## QUESTIONS ON THE MATERIAL
1. Answer these questions using the aorta stiffness passage:
(a) What does the passage name as the gold standard for noninvasive measurement of aorta stiffness?
(b) By about how much does the diameter of the thoracic aorta increase per decade of life in healthy adults?
(c) How many participants were prospectively enrolled in the study?
2. From the aorta stiffness passage, output the part that opens with the words containing "This prospective cross-sectional" and closes with "with arterial stiffness and BP.".
3. Go on with the aorta stiffness passage from the point where it stops.

Background

Aorta function and stiffness are central to the increase in systolic and pulse blood pressure (BP) that occurs with advancing age. Aorta stiffness per se, is a strong indicator of the risk of cardiovascular events (Laurent et al. 2006; Lee et al. 2022) and the gold standard for its noninvasive measurement is the aortic pulse wave velocity (PWV)—i.e., the velocity by which the arterial pulse wave travels along the aorta (Laurent et al. 2006).

Age-related changes in aorta stiffness and function are a multifactorial phenomenon starting in young adulthood and predicated by the extent of: elastin fragmentation, collagen fibrosis, a decrease in the density of muscular smooth cells, inflammation, calcification, and endothelial dysfunction (Raggi et al. 2007; Mackey et al. 2007; Schlatmann et al. 1977; Carlson et al. 1970). Macroscopically, the volume of aorta calcification as well as age-related changes in the length, diameter and distensibility of the thoracic aorta all effect aorta stiffness and PWV (Scott et al. 2020; Craiem et al. 2012; Broyd et al. 2021; Joly et al. 2009a, b; Joly et al. 2016). In healthy adults, the diameter of the thoracic aorta increases on average by about 0.13 cm and its length by about 1.2 cm per decade of life, and results in an increase in aorta volume and an aorta that uncoils with age (Craiem et al. 2012).

Increases in PWV have been shown to be associated with an increase in 18F-fluorodeoxy-glucose (FDG) positron emission tomography (PET) uptake in ascending aorta and aortic arch but only in small, selected study populations—i.e., diabetic, hypertensive, and primarily old patients (Joly et al. 2009a, b; Joly et al. 2016; de Boer et al. 2016). In this regard, we know very little about the younger subjects’ population, whereas some may suffer from accelerated arterial aging (Benetos et al. 2002).

This prospective cross-sectional study, planned in a population of patients referred to an FDG-PET/CT investigation, aimed to analyze FDG-PET and CT feature changes in the proximal and more elastic half of the thoracic aorta of young, middle-aged, and older adults, and investigate associations with arterial stiffness and BP.

Methods

Study population

We prospectively enrolled 100 participants referred for a FDG-PET/CT to our university hospital between August 2018 and November 2020 for any indication, except treated oncologic disease, as part of the PACTEP study (Central Arterial Pressure and Positron Emission Tomography; Clinicaltrials.gov site number: NCT03345290) (Zimmermann et al. 2022).

Participants included 25 young adults (18-to-40 years), 25 middle-aged adults (41-to-60 years), and 50 older adults (> 60 years) with the latter group providing a larger subgroup of individuals with increased arterial stiffness and BP.

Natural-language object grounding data
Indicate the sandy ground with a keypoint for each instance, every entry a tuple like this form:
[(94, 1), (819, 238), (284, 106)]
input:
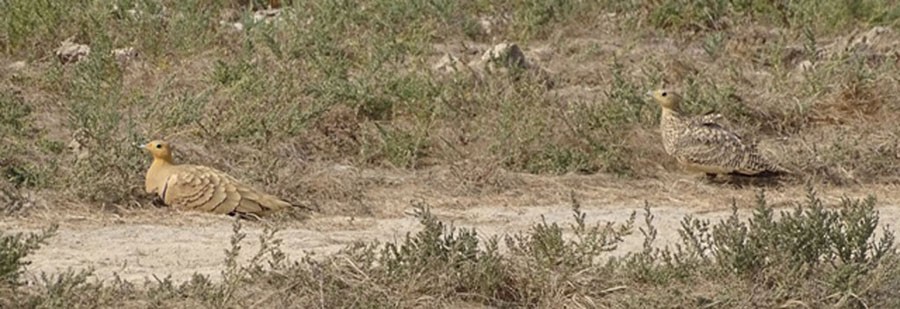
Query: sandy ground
[(161, 242)]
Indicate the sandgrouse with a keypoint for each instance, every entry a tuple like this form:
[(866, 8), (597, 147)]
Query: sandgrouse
[(701, 144), (201, 188)]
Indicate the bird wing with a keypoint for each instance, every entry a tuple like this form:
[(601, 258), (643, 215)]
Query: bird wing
[(206, 189), (708, 144)]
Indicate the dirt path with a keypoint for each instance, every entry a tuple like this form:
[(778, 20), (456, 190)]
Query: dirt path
[(140, 244)]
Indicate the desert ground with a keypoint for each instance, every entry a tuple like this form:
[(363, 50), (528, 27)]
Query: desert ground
[(507, 118)]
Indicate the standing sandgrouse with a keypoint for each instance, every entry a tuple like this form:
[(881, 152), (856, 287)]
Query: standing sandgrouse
[(701, 144), (201, 188)]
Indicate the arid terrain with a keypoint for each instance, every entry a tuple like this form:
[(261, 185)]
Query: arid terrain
[(404, 125)]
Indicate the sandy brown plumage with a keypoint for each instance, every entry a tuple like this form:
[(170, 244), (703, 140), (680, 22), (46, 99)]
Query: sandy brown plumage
[(201, 188), (702, 144)]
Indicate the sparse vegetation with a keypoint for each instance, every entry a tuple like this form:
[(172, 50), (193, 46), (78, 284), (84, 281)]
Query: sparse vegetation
[(352, 83), (812, 256)]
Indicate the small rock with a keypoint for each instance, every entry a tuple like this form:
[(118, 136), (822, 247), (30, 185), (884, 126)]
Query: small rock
[(805, 66), (78, 144), (16, 66), (123, 55), (70, 52), (448, 64), (487, 25), (266, 15), (504, 56)]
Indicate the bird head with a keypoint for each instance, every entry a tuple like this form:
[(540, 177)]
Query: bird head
[(667, 99), (160, 150)]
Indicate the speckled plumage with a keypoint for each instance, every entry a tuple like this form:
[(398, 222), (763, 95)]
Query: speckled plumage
[(702, 144), (201, 188)]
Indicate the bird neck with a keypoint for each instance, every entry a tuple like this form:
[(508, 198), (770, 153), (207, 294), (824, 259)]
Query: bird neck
[(157, 174), (160, 162)]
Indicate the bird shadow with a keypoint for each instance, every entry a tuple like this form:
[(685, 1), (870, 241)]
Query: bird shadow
[(742, 181)]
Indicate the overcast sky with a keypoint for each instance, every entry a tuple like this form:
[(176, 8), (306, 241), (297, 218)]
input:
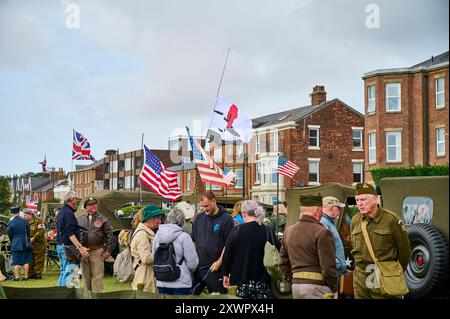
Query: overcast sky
[(153, 67)]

## TASK-BY-TASK RESULTS
1.
(a) The aortic pulse wave velocity (PWV)
(b) About 0.13 cm
(c) 100

2.
This prospective cross-sectional study, planned in a population of patients referred to an FDG-PET/CT investigation, aimed to analyze FDG-PET and CT feature changes in the proximal and more elastic half of the thoracic aorta of young, middle-aged, and older adults, and investigate associations with arterial stiffness and BP.

3.
Baseline PWV and brachial BP were measured on the day of the FDG-PET/CT. A baseline PWV was not determined for atrial fibrillation patients.

Hemodynamic parameters

All the hemodynamic parameters were recorded on the day of the FDG-PET/CT, just before FDG injection. Resting brachial systolic, diastolic BP and heart rate were measured three times with an automatic monitor (DINAMAP v100, General Electric®) and averaged for subsequent analyses. The pulse BP was computed as systolic BP minus diastolic BP.

L.J. and P.S. measured the carotid-femoral PWV by applanation tonometry with the Pulspen DiaTecne® system (San Donato Milanese, Italy) (Salvi et al. 2004; Joly et al. 2009a, b). PWV was obtained by dividing the arterial length estimated by 80% of the distance between the carotid and femoral site, by the time, separating the onset of the pulse waves, recorded on the right common carotid and femoral arteries (Joly et al. 2009a, b; Joly et al. 2016).

FDG-PET/CT image recording and reconstruction

PET/CT was recorded on a hybrid system with a 64-raw multi-slice CT and a digital-PET camera (Vereos, Philips®, Cleveland, Ohio), starting 60 min after the intravenous injection of 3 MBq/kg of 18F-FDG. Participants fasted at least six hours prior to the PET/CT. Unenhanced CT scans were recorded first, from the mid-thigh to the base of the skull using the following parameters: 120 kV, 80 mA with 3D mA modulation according to body weight, and pitch of 0.828. CT slices were reconstructed with an iterative method and displayed as 2 mm thick, 512 × 512 matrices. PET images were subsequently recorded with 8 or 9 consecutive 3-min bed positions and reconstructed with parameters favoring the contrast-to-noise ratio of small structures (Salvadori et al. 2020).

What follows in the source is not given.